Start of Provided data
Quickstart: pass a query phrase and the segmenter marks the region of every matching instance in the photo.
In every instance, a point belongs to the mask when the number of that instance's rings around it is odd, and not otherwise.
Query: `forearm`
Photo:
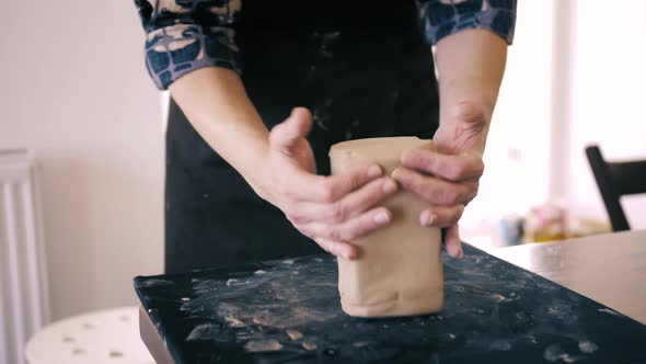
[[[468,123],[478,140],[470,148],[484,151],[498,90],[507,43],[486,30],[465,30],[437,43],[440,124]]]
[[[268,130],[238,73],[201,68],[169,90],[199,135],[249,181],[253,166],[269,148]]]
End of Provided data
◆ Problem
Rewrite the items above with "segmenter" replaced by "labeling tool" everywhere and nothing else changed, leaving the pictures out.

◆ Solution
Quickstart: pass a query phrase and the labeling tool marks the region of every matching instance in the photo.
In every instance, a point belongs to the mask when the number of that instance's rings around it is odd, and not otherwise.
Query: `forearm`
Photo:
[[[468,123],[478,140],[470,148],[484,151],[498,90],[507,43],[486,30],[465,30],[437,43],[440,124]]]
[[[268,130],[238,73],[201,68],[169,90],[199,135],[249,181],[253,166],[269,148]]]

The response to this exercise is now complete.